Write out, unchanged, the stretch of the data below from the line containing "of the crabapple" through the very end of the data, including both ends.

__Data lines__:

^^^^^^^^

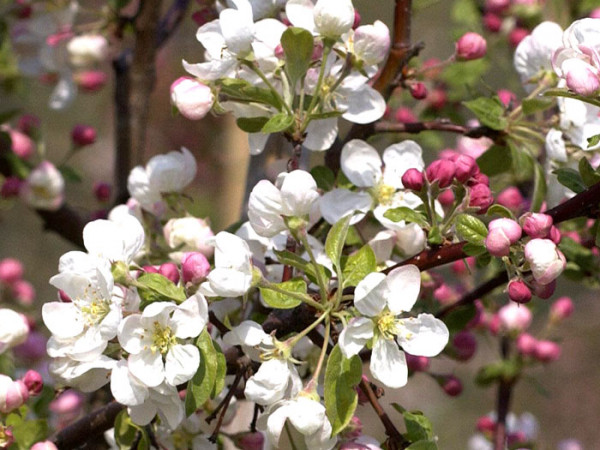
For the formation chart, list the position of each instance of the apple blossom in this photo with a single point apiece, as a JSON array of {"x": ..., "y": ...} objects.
[{"x": 377, "y": 301}]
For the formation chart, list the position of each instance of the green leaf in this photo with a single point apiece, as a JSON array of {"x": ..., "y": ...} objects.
[
  {"x": 341, "y": 377},
  {"x": 499, "y": 210},
  {"x": 336, "y": 239},
  {"x": 539, "y": 187},
  {"x": 418, "y": 427},
  {"x": 536, "y": 104},
  {"x": 471, "y": 229},
  {"x": 297, "y": 44},
  {"x": 279, "y": 122},
  {"x": 252, "y": 124},
  {"x": 489, "y": 111},
  {"x": 588, "y": 174},
  {"x": 406, "y": 214},
  {"x": 71, "y": 174},
  {"x": 593, "y": 141},
  {"x": 281, "y": 301},
  {"x": 324, "y": 177},
  {"x": 153, "y": 287},
  {"x": 495, "y": 160},
  {"x": 358, "y": 265},
  {"x": 570, "y": 178},
  {"x": 201, "y": 385}
]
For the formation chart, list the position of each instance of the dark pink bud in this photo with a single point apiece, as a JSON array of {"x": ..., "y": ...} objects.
[
  {"x": 481, "y": 197},
  {"x": 10, "y": 187},
  {"x": 526, "y": 344},
  {"x": 536, "y": 225},
  {"x": 465, "y": 345},
  {"x": 170, "y": 271},
  {"x": 451, "y": 385},
  {"x": 492, "y": 22},
  {"x": 561, "y": 309},
  {"x": 405, "y": 115},
  {"x": 194, "y": 267},
  {"x": 517, "y": 35},
  {"x": 470, "y": 46},
  {"x": 511, "y": 198},
  {"x": 413, "y": 179},
  {"x": 11, "y": 270},
  {"x": 466, "y": 167},
  {"x": 418, "y": 90},
  {"x": 34, "y": 382},
  {"x": 442, "y": 171},
  {"x": 518, "y": 291},
  {"x": 546, "y": 351},
  {"x": 417, "y": 363},
  {"x": 83, "y": 135}
]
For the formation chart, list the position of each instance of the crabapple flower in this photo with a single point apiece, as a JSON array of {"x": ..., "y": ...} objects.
[
  {"x": 293, "y": 195},
  {"x": 306, "y": 415},
  {"x": 233, "y": 272},
  {"x": 153, "y": 340},
  {"x": 13, "y": 329},
  {"x": 44, "y": 187},
  {"x": 380, "y": 299},
  {"x": 163, "y": 174},
  {"x": 547, "y": 262}
]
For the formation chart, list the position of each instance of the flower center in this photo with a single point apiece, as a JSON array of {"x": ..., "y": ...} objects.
[{"x": 162, "y": 339}]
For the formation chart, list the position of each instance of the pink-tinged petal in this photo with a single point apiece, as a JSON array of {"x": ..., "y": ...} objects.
[
  {"x": 124, "y": 388},
  {"x": 369, "y": 295},
  {"x": 355, "y": 335},
  {"x": 62, "y": 319},
  {"x": 423, "y": 336},
  {"x": 388, "y": 363},
  {"x": 190, "y": 318},
  {"x": 147, "y": 367},
  {"x": 361, "y": 163},
  {"x": 403, "y": 287},
  {"x": 181, "y": 364}
]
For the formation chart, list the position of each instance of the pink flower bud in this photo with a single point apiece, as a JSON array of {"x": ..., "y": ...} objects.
[
  {"x": 441, "y": 171},
  {"x": 518, "y": 291},
  {"x": 582, "y": 78},
  {"x": 21, "y": 144},
  {"x": 526, "y": 344},
  {"x": 547, "y": 351},
  {"x": 91, "y": 80},
  {"x": 170, "y": 271},
  {"x": 536, "y": 225},
  {"x": 23, "y": 291},
  {"x": 28, "y": 124},
  {"x": 34, "y": 382},
  {"x": 466, "y": 167},
  {"x": 465, "y": 345},
  {"x": 405, "y": 115},
  {"x": 492, "y": 22},
  {"x": 413, "y": 179},
  {"x": 11, "y": 270},
  {"x": 470, "y": 46},
  {"x": 417, "y": 363},
  {"x": 511, "y": 198},
  {"x": 418, "y": 90},
  {"x": 83, "y": 135},
  {"x": 11, "y": 187},
  {"x": 44, "y": 445},
  {"x": 194, "y": 267},
  {"x": 481, "y": 197},
  {"x": 192, "y": 98},
  {"x": 451, "y": 385},
  {"x": 561, "y": 309},
  {"x": 514, "y": 317},
  {"x": 546, "y": 261}
]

^^^^^^^^

__Completed task__:
For the formation chart, list the position of each instance of the crabapple flower in this photo with a single point apiece, as a JSON array of {"x": ..., "y": ...} objects.
[
  {"x": 293, "y": 195},
  {"x": 306, "y": 415},
  {"x": 233, "y": 272},
  {"x": 153, "y": 340},
  {"x": 13, "y": 329},
  {"x": 44, "y": 187},
  {"x": 380, "y": 299},
  {"x": 163, "y": 174},
  {"x": 547, "y": 262}
]
For the formation chart, list the position of each instance of the flower center in this photo with a single point apiece, as a JSON array of {"x": ..., "y": ...} objects.
[{"x": 162, "y": 339}]
For the formation chart, list the position of each instance of the pink-tinged petal in this photo with a single point apiece, as a JSON array of {"x": ..., "y": ...} objects.
[
  {"x": 124, "y": 388},
  {"x": 369, "y": 295},
  {"x": 355, "y": 335},
  {"x": 62, "y": 319},
  {"x": 423, "y": 336},
  {"x": 388, "y": 363},
  {"x": 190, "y": 318},
  {"x": 147, "y": 367},
  {"x": 361, "y": 163},
  {"x": 403, "y": 287},
  {"x": 181, "y": 364}
]
For the formation chart, list the position of each instance of the pink flower bud in this photo with a single point apiece, as a JSON array of {"x": ..., "y": ...} objects.
[
  {"x": 441, "y": 171},
  {"x": 518, "y": 291},
  {"x": 582, "y": 78},
  {"x": 21, "y": 144},
  {"x": 526, "y": 344},
  {"x": 547, "y": 351},
  {"x": 91, "y": 80},
  {"x": 170, "y": 271},
  {"x": 536, "y": 225},
  {"x": 23, "y": 291},
  {"x": 28, "y": 124},
  {"x": 34, "y": 382},
  {"x": 466, "y": 167},
  {"x": 465, "y": 345},
  {"x": 405, "y": 115},
  {"x": 492, "y": 22},
  {"x": 413, "y": 179},
  {"x": 11, "y": 270},
  {"x": 470, "y": 46},
  {"x": 417, "y": 363},
  {"x": 511, "y": 198},
  {"x": 418, "y": 90},
  {"x": 83, "y": 135},
  {"x": 11, "y": 187},
  {"x": 44, "y": 445},
  {"x": 194, "y": 267},
  {"x": 481, "y": 197},
  {"x": 192, "y": 98},
  {"x": 451, "y": 385},
  {"x": 561, "y": 309},
  {"x": 514, "y": 317},
  {"x": 546, "y": 261}
]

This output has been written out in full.